- What is being asked: Please reproduce the entries that follow, keeping each word intact.

━━━━━━━━━━━━━━━━

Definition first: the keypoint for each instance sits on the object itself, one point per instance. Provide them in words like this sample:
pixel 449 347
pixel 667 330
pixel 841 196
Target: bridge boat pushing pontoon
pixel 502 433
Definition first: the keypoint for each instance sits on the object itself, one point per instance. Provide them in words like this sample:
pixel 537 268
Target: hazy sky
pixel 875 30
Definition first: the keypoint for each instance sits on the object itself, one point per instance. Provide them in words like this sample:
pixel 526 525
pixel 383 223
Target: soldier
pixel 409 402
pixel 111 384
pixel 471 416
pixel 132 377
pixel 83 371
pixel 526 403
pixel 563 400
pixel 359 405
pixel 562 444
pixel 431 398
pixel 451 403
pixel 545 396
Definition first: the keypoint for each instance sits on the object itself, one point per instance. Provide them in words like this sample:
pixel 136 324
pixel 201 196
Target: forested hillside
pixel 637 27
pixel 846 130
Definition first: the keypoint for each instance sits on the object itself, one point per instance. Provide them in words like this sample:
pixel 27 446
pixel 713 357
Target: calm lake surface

━━━━━━━━━━━━━━━━

- Solution below:
Definition first: the keypoint for each instance sits on the object itself, one point per instance. Provide them in words like this sample:
pixel 449 347
pixel 667 330
pixel 841 196
Target: bridge boat pushing pontoon
pixel 502 433
Definition first: the keypoint for each instance sits on the object itself, one point per instance. Provide them in words like this sample:
pixel 537 268
Target: hazy sky
pixel 875 30
Definition first: the keypoint for each instance sits on the object itself, one point per instance. Provide them in words like this sample:
pixel 526 525
pixel 383 223
Target: soldier
pixel 409 402
pixel 111 384
pixel 471 416
pixel 132 377
pixel 83 371
pixel 526 403
pixel 563 400
pixel 359 405
pixel 562 444
pixel 431 398
pixel 451 403
pixel 545 396
Definition first: the keypoint for each instance sits on the object itself, one point per instance. Provide them in words like this sample:
pixel 136 324
pixel 201 196
Target: forested hillside
pixel 637 27
pixel 846 130
Definition first: the keypoint for each instance sits on the object itself, one point per instance. Provide them in words like this sample:
pixel 27 446
pixel 713 357
Target: calm lake surface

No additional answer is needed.